> _Data extract_
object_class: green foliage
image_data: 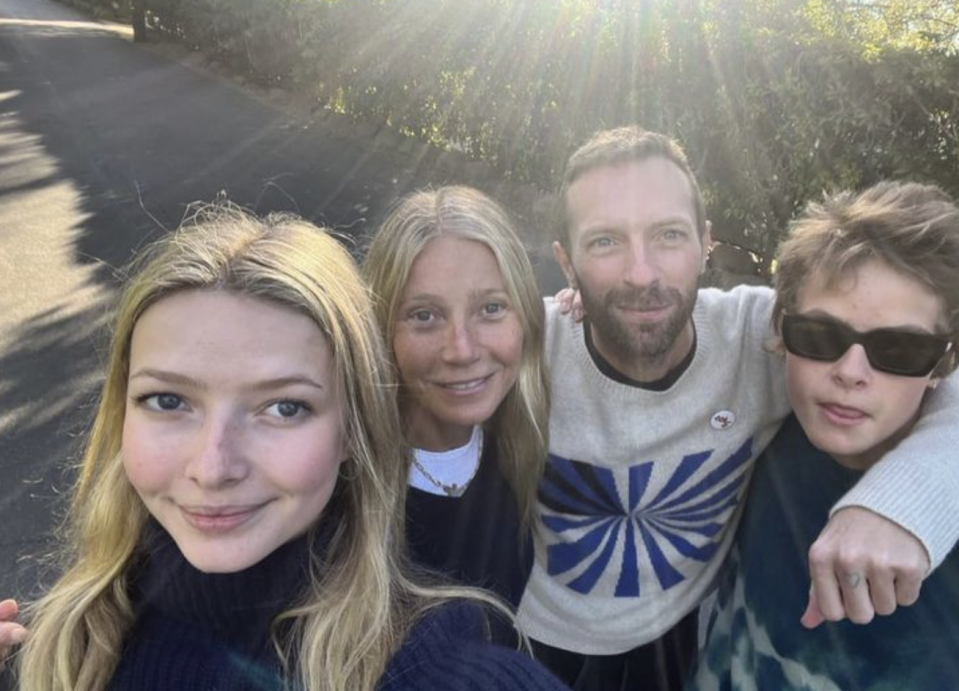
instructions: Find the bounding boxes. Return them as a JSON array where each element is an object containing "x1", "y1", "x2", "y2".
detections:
[
  {"x1": 132, "y1": 0, "x2": 959, "y2": 266},
  {"x1": 804, "y1": 0, "x2": 959, "y2": 56}
]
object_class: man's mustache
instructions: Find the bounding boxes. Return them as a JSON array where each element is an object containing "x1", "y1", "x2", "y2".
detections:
[{"x1": 606, "y1": 286, "x2": 677, "y2": 311}]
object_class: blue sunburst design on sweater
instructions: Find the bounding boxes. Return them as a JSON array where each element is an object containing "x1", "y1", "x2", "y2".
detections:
[{"x1": 539, "y1": 438, "x2": 753, "y2": 598}]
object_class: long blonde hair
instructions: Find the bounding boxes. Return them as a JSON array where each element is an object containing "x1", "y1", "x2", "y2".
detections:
[
  {"x1": 17, "y1": 205, "x2": 468, "y2": 691},
  {"x1": 362, "y1": 186, "x2": 550, "y2": 528}
]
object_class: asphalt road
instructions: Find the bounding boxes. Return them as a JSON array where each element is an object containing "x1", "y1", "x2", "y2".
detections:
[{"x1": 0, "y1": 0, "x2": 563, "y2": 601}]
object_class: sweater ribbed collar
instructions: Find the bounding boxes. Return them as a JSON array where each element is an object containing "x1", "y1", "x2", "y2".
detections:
[{"x1": 131, "y1": 519, "x2": 323, "y2": 659}]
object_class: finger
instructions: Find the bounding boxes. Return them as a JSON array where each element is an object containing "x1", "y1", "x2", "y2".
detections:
[
  {"x1": 801, "y1": 591, "x2": 825, "y2": 629},
  {"x1": 839, "y1": 571, "x2": 874, "y2": 624},
  {"x1": 808, "y1": 560, "x2": 845, "y2": 622},
  {"x1": 894, "y1": 572, "x2": 922, "y2": 608},
  {"x1": 868, "y1": 572, "x2": 898, "y2": 617},
  {"x1": 0, "y1": 623, "x2": 28, "y2": 647},
  {"x1": 0, "y1": 600, "x2": 17, "y2": 621}
]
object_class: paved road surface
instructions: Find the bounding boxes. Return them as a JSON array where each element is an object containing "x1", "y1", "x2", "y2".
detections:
[{"x1": 0, "y1": 0, "x2": 561, "y2": 600}]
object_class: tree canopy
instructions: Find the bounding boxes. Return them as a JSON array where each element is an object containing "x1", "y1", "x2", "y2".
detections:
[{"x1": 113, "y1": 0, "x2": 959, "y2": 266}]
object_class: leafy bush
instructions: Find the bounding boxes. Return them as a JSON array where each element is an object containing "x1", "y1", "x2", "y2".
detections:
[{"x1": 129, "y1": 0, "x2": 959, "y2": 264}]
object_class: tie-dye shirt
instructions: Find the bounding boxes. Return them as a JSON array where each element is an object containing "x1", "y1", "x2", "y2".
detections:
[
  {"x1": 518, "y1": 285, "x2": 959, "y2": 656},
  {"x1": 689, "y1": 416, "x2": 959, "y2": 691}
]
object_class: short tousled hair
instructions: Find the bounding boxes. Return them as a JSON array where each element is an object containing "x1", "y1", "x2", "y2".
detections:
[
  {"x1": 558, "y1": 126, "x2": 707, "y2": 247},
  {"x1": 773, "y1": 181, "x2": 959, "y2": 375}
]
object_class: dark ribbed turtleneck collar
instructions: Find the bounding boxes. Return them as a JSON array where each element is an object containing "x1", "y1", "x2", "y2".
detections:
[{"x1": 130, "y1": 520, "x2": 324, "y2": 659}]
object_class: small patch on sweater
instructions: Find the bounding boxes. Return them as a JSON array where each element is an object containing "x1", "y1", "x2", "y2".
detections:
[{"x1": 710, "y1": 410, "x2": 736, "y2": 430}]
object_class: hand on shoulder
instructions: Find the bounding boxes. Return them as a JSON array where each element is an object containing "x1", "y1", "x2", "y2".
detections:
[{"x1": 554, "y1": 287, "x2": 583, "y2": 323}]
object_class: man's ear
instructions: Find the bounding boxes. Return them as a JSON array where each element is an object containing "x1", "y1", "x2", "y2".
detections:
[
  {"x1": 701, "y1": 220, "x2": 713, "y2": 273},
  {"x1": 553, "y1": 240, "x2": 577, "y2": 289}
]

> _Instructions to follow_
From the first line to the last, retype the data exactly, without images.

> _Answer box_
object_class: green foliage
image_data: 
instructions: Find the bounding boxes. Return them as a JSON array where each element is an object containing "x1", "y1", "x2", "y2".
detections:
[
  {"x1": 132, "y1": 0, "x2": 959, "y2": 266},
  {"x1": 804, "y1": 0, "x2": 959, "y2": 56}
]
object_class: man's mustache
instructions: Find the bounding boxes. Return them as a JSON array where each element is an object containing "x1", "y1", "x2", "y2".
detections:
[{"x1": 606, "y1": 286, "x2": 677, "y2": 311}]
object_class: blue sunburst design on sweater
instructions: Find the bounding boxes. Return them as a JSON array where each element is an object containing "x1", "y1", "x2", "y2".
detections:
[{"x1": 539, "y1": 438, "x2": 753, "y2": 598}]
object_class: long blonde hair
instructions: Find the bounding boxes. Return them as a JSON array where each element is an object containing "x1", "y1", "x2", "y2".
detections:
[
  {"x1": 17, "y1": 205, "x2": 468, "y2": 691},
  {"x1": 362, "y1": 186, "x2": 550, "y2": 528}
]
object_class: asphalt road
instructions: Find the bounding boxes. Return them as a JSON array where each element is an object containing "x1", "y1", "x2", "y2".
detections:
[{"x1": 0, "y1": 0, "x2": 563, "y2": 601}]
object_class: sweater ribbed collar
instructions: Find the bounding boxes. Return them as a JSON array where each element is an object containing "x1", "y1", "x2", "y2".
detections:
[{"x1": 131, "y1": 519, "x2": 323, "y2": 659}]
object_class: finger
instructions: Find the bounding boxes. Return them as a JSON array where each element is an object containing "x1", "y1", "x2", "y2".
detections:
[
  {"x1": 801, "y1": 591, "x2": 825, "y2": 629},
  {"x1": 839, "y1": 571, "x2": 874, "y2": 624},
  {"x1": 808, "y1": 560, "x2": 845, "y2": 622},
  {"x1": 894, "y1": 572, "x2": 922, "y2": 608},
  {"x1": 868, "y1": 572, "x2": 898, "y2": 617},
  {"x1": 0, "y1": 623, "x2": 28, "y2": 647},
  {"x1": 0, "y1": 600, "x2": 17, "y2": 621}
]
object_class: paved road surface
instructions: Find the bounding boxes. Return them as a JSON array where each element is an object containing "x1", "y1", "x2", "y2".
detections:
[{"x1": 0, "y1": 0, "x2": 561, "y2": 600}]
object_class: tree canopy
instructions: Find the bounding boxes. Return them as a JSON array where each element is an object containing "x1", "y1", "x2", "y2".
detections:
[{"x1": 113, "y1": 0, "x2": 959, "y2": 266}]
object_class: leafy bush
instructions: Find the bounding boxes. Return them as a JSON array where each element is an object containing "x1", "y1", "x2", "y2".
detections:
[{"x1": 129, "y1": 0, "x2": 959, "y2": 264}]
object_class: tie-dye shirt
instructions: Find the bounding boxes. Return them as a JSON array where each element is an object containing "x1", "y1", "x2", "y2".
detections:
[
  {"x1": 518, "y1": 285, "x2": 959, "y2": 656},
  {"x1": 689, "y1": 416, "x2": 959, "y2": 691}
]
object_class: short tousled hair
instructions: Find the bounding boxes. Return them as a JSON array where each element is an object containing "x1", "y1", "x2", "y2".
detections:
[
  {"x1": 558, "y1": 126, "x2": 707, "y2": 247},
  {"x1": 773, "y1": 181, "x2": 959, "y2": 375}
]
object_class: dark ribbed turtleneck collar
instructions: Find the bounding boxes. Return them as a JSON array where each element is an object containing "x1", "y1", "x2", "y2".
detections:
[{"x1": 130, "y1": 520, "x2": 324, "y2": 659}]
object_class: small patch on sweater
instructions: Find the bounding boxes. Return them as a JSON array where each element is an object containing "x1", "y1", "x2", "y2".
detections:
[{"x1": 710, "y1": 410, "x2": 736, "y2": 430}]
object_class: hand on shoulder
instructions: Find the bounding boxes. Return them as a JSON array where each element is an object containing "x1", "y1", "x2", "y2".
detections:
[{"x1": 554, "y1": 287, "x2": 583, "y2": 323}]
object_class: man's ear
instructions: Find the bounding boxes. Return them as a JSON array where each element is an object containing "x1", "y1", "x2", "y2".
detections:
[
  {"x1": 701, "y1": 220, "x2": 713, "y2": 273},
  {"x1": 553, "y1": 240, "x2": 577, "y2": 289}
]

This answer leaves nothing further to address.